__PROBLEM STATEMENT__: Reproduce all the entries precisely.
--- BEGIN ---
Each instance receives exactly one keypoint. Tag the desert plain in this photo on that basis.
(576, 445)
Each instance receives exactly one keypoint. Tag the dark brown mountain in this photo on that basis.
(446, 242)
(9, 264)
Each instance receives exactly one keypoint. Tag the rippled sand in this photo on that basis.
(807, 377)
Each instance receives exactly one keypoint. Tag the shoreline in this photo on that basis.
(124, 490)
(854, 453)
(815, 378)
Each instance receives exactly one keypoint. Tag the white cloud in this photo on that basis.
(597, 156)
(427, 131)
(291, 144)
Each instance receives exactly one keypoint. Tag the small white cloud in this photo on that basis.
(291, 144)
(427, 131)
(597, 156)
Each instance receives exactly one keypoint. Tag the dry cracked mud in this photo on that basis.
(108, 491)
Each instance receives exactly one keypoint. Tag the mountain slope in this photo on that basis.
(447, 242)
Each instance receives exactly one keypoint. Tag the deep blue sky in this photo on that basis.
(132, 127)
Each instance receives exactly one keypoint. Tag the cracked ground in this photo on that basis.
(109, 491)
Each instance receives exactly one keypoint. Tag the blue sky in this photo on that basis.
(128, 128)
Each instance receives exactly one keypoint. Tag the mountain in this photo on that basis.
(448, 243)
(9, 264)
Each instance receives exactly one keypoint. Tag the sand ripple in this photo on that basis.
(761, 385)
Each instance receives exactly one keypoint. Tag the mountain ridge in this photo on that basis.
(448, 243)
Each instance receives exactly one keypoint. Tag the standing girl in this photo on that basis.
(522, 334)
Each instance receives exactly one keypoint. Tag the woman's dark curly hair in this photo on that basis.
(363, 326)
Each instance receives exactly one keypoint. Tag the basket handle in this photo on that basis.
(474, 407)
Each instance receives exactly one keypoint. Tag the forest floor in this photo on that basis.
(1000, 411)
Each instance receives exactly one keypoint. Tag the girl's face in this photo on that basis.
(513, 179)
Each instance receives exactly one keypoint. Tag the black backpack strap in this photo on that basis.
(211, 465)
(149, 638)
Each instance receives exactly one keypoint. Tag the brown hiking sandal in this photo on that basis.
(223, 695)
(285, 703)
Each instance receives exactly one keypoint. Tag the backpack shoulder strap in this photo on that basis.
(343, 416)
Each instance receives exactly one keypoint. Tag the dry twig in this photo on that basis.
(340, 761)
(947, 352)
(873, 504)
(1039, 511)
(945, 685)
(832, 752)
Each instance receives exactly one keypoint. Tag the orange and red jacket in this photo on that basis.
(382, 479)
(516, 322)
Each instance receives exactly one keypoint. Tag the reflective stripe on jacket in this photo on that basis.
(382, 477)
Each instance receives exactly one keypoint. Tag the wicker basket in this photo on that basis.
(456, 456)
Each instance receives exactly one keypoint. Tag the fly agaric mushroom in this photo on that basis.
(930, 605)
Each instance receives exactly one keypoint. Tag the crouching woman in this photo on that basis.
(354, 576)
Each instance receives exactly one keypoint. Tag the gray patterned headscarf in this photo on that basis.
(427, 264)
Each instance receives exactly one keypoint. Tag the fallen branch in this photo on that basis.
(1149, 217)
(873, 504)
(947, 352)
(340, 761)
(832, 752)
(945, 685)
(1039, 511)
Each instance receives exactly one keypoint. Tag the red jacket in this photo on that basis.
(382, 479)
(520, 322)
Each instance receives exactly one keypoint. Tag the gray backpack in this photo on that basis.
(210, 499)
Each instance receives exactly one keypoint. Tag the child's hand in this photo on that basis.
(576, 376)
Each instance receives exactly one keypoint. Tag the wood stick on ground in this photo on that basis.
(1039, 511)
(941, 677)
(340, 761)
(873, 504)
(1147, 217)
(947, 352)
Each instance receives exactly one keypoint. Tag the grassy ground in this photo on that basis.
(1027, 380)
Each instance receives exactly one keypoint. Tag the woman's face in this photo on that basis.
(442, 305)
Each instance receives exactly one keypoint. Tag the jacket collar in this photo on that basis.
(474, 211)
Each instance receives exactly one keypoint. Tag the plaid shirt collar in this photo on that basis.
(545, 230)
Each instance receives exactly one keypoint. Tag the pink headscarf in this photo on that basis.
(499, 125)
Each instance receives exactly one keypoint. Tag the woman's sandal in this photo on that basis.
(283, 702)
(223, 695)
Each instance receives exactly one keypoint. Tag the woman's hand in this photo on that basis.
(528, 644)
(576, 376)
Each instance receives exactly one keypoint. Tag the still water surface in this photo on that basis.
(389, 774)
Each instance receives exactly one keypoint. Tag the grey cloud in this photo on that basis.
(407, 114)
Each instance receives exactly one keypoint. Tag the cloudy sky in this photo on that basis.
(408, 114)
--- END ---
__COMPLETE RESPONSE__:
Each instance receives exactly one keypoint. Tag the desert plain in this photo on that basis.
(576, 445)
Each instance receives exactly one keypoint. Tag the dark brown mountain in this photo on that basis.
(446, 242)
(9, 264)
Each instance receives exactly one keypoint. Tag the rippled sand in this photo on that basis.
(807, 377)
Each instance receives exactly one keypoint. Tag the shoreline in this photo on that basis.
(124, 490)
(854, 453)
(815, 378)
Each instance receives exactly one keypoint. Tag the white cloud in this photo on that basis.
(597, 156)
(427, 131)
(291, 144)
Each instance receives exactly one keypoint. Tag the small white cloud in this photo on that basis.
(291, 144)
(427, 131)
(597, 156)
Each instance receives exactly one keypoint. Tag the dry cracked mud in this photo on that basis.
(108, 491)
Each instance receives exactly one keypoint. Tag the mountain slope in this photo on that basis.
(447, 242)
Each instance receives exactly one keypoint. Tag the deep blue sky in this photo on that basis.
(132, 127)
Each instance receives exactly one keypoint. Tag the cracked ground in this photo on that basis.
(109, 491)
Each instance receives exactly one keypoint. Tag the blue sky in this photo on that basis.
(128, 128)
Each instance receives exactly one keypoint. Tag the mountain in this photo on that basis.
(448, 243)
(9, 264)
Each instance receives exactly one keypoint. Tag the sand ripple in this photo on that basis.
(761, 385)
Each instance receives exactly one keypoint. Tag the mountain ridge in this photo on that basis.
(448, 243)
Each instance receives exactly one keypoint. Tag the standing girl in this photo on that basis.
(522, 334)
Each instance receives exactly one keypoint. Tag the woman's dark curly hair in this photo on that basis.
(363, 326)
Each instance receives exactly one keypoint. Tag the basket handle in this photo on that basis.
(474, 407)
Each instance receives exactly one keypoint. Tag the forest floor in this photo on that basis.
(1000, 411)
Each instance receives exactly one keypoint. Tag the girl's face in this photo on that basis.
(513, 179)
Each instance receives exactly one keypoint. Tag the black backpack strap in this photo on that basis.
(211, 465)
(149, 638)
Each instance receives exactly one keypoint. Tag the brown hiking sandal in this photo on that basis.
(223, 695)
(285, 703)
Each instance receives exactly one keypoint. Tag the backpack shoulder strap in this photo on that basis.
(343, 416)
Each instance receives exactly one keypoint. Tag the dry twig in this photo on that basis.
(340, 761)
(947, 352)
(873, 504)
(1039, 511)
(945, 685)
(832, 752)
Each instance receives exactly one keypoint. Tag the orange and red jacket in this photo on that basis.
(382, 479)
(516, 322)
Each instance receives exactly one keypoint. Tag the reflective stripe on jacket in this photo on that basis.
(382, 477)
Each instance receives exactly one keypoint. Tag the wicker basket in this photo on that basis.
(456, 456)
Each instance receives exactly one keypoint. Tag the fly agaric mushroom in this photo on that basis.
(930, 605)
Each instance receives exactly one keypoint. Tag the crouching woman in this photo on that basis.
(354, 576)
Each instance receives exactly one keypoint. Tag the gray patterned headscarf in this photo on that basis.
(427, 264)
Each instance receives exactly one keypoint. Tag the fallen branch in this photo on that basis.
(1149, 217)
(873, 504)
(947, 352)
(340, 761)
(832, 752)
(945, 685)
(1039, 511)
Each instance receives exactly one keypoint. Tag the red jacket in this photo on that basis.
(382, 479)
(520, 322)
Each instance receives exactly one keypoint. Tag the gray backpack in this photo on that basis.
(210, 499)
Each instance receives exactly one keypoint. Tag the child's hand in this photo on that basis.
(576, 376)
Each instance receives exactly one keypoint. Tag the wood stick on ground in this photo on that basis.
(1039, 511)
(941, 677)
(340, 761)
(873, 504)
(1147, 217)
(947, 352)
Each instance receives exactly one keypoint. Tag the grassy ground in this photo on that basis.
(1027, 380)
Each instance receives exactly one keypoint. Tag the woman's face in this photo on that basis.
(442, 305)
Each instance receives exactly one keypoint. Tag the jacket collar in this photo on that basis.
(474, 211)
Each instance receives exactly one keypoint. Tag the plaid shirt collar in this photo on that basis.
(545, 230)
Each instance receives exactly one keypoint. Tag the pink headscarf in this photo on that basis.
(499, 125)
Each instance receives exactly one keypoint. Tag the woman's sandal in this photo on that basis.
(283, 702)
(223, 695)
Each instance receives exactly one keypoint. Tag the woman's hand in this photo on that basis.
(528, 644)
(576, 376)
Each instance receives exactly one keypoint. Tag the still water surface in this photo on that basis.
(389, 774)
Each instance receives exactly one keypoint. Tag the grey cloud in this photo on that basis.
(407, 114)
Each instance receives exactly one keypoint. Tag the cloudy sky in this photo on that basis.
(408, 114)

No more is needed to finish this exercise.